### TASK REQUIREMENTS
Copy the material below word for word, keeping every line and its order unchanged.

Begin

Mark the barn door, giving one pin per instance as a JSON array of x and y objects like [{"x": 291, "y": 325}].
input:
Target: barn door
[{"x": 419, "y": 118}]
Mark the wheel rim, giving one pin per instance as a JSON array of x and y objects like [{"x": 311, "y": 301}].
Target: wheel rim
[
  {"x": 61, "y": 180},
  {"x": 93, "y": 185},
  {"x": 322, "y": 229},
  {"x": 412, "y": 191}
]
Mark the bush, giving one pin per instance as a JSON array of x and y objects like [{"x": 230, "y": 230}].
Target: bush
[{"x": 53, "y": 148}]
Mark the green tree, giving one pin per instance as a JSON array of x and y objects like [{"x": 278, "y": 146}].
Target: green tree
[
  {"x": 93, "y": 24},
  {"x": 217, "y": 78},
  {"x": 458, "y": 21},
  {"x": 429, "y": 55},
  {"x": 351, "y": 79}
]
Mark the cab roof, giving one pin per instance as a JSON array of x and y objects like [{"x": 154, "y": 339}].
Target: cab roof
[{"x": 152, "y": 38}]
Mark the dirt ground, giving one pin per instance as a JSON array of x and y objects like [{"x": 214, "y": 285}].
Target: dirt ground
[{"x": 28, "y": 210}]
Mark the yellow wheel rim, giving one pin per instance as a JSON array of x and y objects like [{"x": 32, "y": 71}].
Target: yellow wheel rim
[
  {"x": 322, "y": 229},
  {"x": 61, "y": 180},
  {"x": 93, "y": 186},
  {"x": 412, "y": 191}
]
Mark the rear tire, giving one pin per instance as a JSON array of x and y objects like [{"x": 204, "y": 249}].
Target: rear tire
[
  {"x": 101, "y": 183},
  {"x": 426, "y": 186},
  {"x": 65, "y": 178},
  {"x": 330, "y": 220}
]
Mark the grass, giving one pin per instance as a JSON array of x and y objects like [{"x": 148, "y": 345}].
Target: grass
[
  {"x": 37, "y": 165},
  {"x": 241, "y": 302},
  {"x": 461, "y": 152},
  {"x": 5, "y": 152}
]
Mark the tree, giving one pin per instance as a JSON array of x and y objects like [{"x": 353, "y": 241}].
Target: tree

End

### REPLY TO THE TASK
Mark the barn door, giving one pin per instance as a JSON array of x and y objects like [{"x": 291, "y": 325}].
input:
Target: barn door
[{"x": 419, "y": 118}]
Mark the wheel rim, giving one pin per instance as a JSON array of x and y objects like [{"x": 311, "y": 301}].
Target: wheel rim
[
  {"x": 61, "y": 180},
  {"x": 93, "y": 185},
  {"x": 322, "y": 229},
  {"x": 412, "y": 191}
]
Mark the bush, giving one pin per instance as a JSON array of x and y objects like [{"x": 230, "y": 230}].
Target: bush
[{"x": 53, "y": 148}]
Mark the green tree, giving one pin per instance as a JSON array of x and y objects like [{"x": 278, "y": 146}].
Target: green tree
[
  {"x": 93, "y": 24},
  {"x": 217, "y": 78},
  {"x": 458, "y": 21},
  {"x": 429, "y": 55},
  {"x": 351, "y": 79}
]
Mark the cab roof, giving one pin per instance as a JSON array of x and y objects like [{"x": 154, "y": 339}].
Target: cab roof
[{"x": 152, "y": 38}]
Mark the dirt ground, giving one pin per instance as a JSON array of x and y objects like [{"x": 214, "y": 285}].
Target: dirt ground
[{"x": 28, "y": 210}]
Mark the yellow wheel rim, giving one pin per instance as a JSON array of x and y objects like [{"x": 32, "y": 71}].
Target: yellow wheel rim
[
  {"x": 322, "y": 229},
  {"x": 61, "y": 180},
  {"x": 93, "y": 186},
  {"x": 412, "y": 191}
]
Mark the rear tire, giving one pin per instance as a JSON array of x and y objects like [{"x": 204, "y": 249}].
Target: rear tire
[
  {"x": 101, "y": 183},
  {"x": 426, "y": 186},
  {"x": 65, "y": 178},
  {"x": 330, "y": 220}
]
Mark the grass, giving one pin per instance as a JSON array of x and y objects like [{"x": 148, "y": 345}].
Target: grass
[
  {"x": 37, "y": 165},
  {"x": 241, "y": 302},
  {"x": 461, "y": 152},
  {"x": 5, "y": 152}
]
Mark the tree, giving one pin per instance as a JSON array of x and y objects like [{"x": 353, "y": 241}].
Target: tree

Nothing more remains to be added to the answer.